● Tarefa pedida: Pode copiar na íntegra, sem mudar uma vírgula, a entrevista sobre o metaverso que surge abaixo?

● Texto apresentado:
Não gosto de comentar dados particulares de empresas. Esses dados são conhecidos, mas a estratégia por detrás desse investimento existe, por certo, e espera-se que dê fruto.
Os investidores parecem não concordar.
Há condições que fazem com que a massificação de determinadas opções ou visões do metaverso demorem algum tempo até se mostrar que vão dar frutos. Quando a Netflix apareceu, ou quando a Apple lançou o iPhone, também tínhamos o mercado a dizer “isto não faz sentido, vai ser um delírio”. E, depois, de um momento para o outro, explodiu.
Mas algumas ideias não deram mesmo em nada. Não teme que daqui a 20 anos estejamos a olhar para esta entrevista e sentir que tudo isto não aconteceu?
Não creio. Estou confiante, porque a capacidade que esta nova tecnologia está a dar é de tal forma abrangente que eu acho que vão aparecer casos de uso. Já existem.
Falando nas barreiras, que desafios se colocam à massificação do metaverso? Uma é o preço…
Não é um tema que me preocupe muito. Do ponto de vista de aparelhos imersivos, e uma vez mais estamos a focar apenas a realidade virtual, com a evolução tecnológica que vai haver, o custo de fabrico destes dispositivos vai baixar e quebrar a barreira de acesso do preço.
Os novos Oculus são muito mais cómodos, consegue-se utilizar durante bastante mais tempo. São temas que estão a ser resolvidos automaticamente porque há interesse nas pessoas, há interesse no mercado, há casos de uso que levam a que isto efetivamente tenha uma tração de tal forma que vai ter sucesso. Se vão ser da marca A, B ou C…
Então fale-me dos casos de uso do metaverso no setor industrial.
Na indústria tem várias implicações. Por exemplo, os digital twins. São réplicas digitais de processos de fabrico. É interessante, não só porque nos permite ver em tempo real em ambientes simulados qual é o estado de uma fábrica, ver os indicadores…
… e fazer formação?

Linhas do conjunto de dados sobre onde aparecem os objetos
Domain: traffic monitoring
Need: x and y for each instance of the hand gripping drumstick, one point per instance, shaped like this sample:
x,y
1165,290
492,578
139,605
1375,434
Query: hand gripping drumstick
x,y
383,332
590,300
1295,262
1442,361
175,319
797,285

● Resultado final:
Não gosto de comentar dados particulares de empresas. Esses dados são conhecidos, mas a estratégia por detrás desse investimento existe, por certo, e espera-se que dê fruto.
Os investidores parecem não concordar.
Há condições que fazem com que a massificação de determinadas opções ou visões do metaverso demorem algum tempo até se mostrar que vão dar frutos. Quando a Netflix apareceu, ou quando a Apple lançou o iPhone, também tínhamos o mercado a dizer “isto não faz sentido, vai ser um delírio”. E, depois, de um momento para o outro, explodiu.
Mas algumas ideias não deram mesmo em nada. Não teme que daqui a 20 anos estejamos a olhar para esta entrevista e sentir que tudo isto não aconteceu?
Não creio. Estou confiante, porque a capacidade que esta nova tecnologia está a dar é de tal forma abrangente que eu acho que vão aparecer casos de uso. Já existem.
Falando nas barreiras, que desafios se colocam à massificação do metaverso? Uma é o preço…
Não é um tema que me preocupe muito. Do ponto de vista de aparelhos imersivos, e uma vez mais estamos a focar apenas a realidade virtual, com a evolução tecnológica que vai haver, o custo de fabrico destes dispositivos vai baixar e quebrar a barreira de acesso do preço.
Os novos Oculus são muito mais cómodos, consegue-se utilizar durante bastante mais tempo. São temas que estão a ser resolvidos automaticamente porque há interesse nas pessoas, há interesse no mercado, há casos de uso que levam a que isto efetivamente tenha uma tração de tal forma que vai ter sucesso. Se vão ser da marca A, B ou C…
Então fale-me dos casos de uso do metaverso no setor industrial.
Na indústria tem várias implicações. Por exemplo, os digital twins. São réplicas digitais de processos de fabrico. É interessante, não só porque nos permite ver em tempo real em ambientes simulados qual é o estado de uma fábrica, ver os indicadores…
… e fazer formação?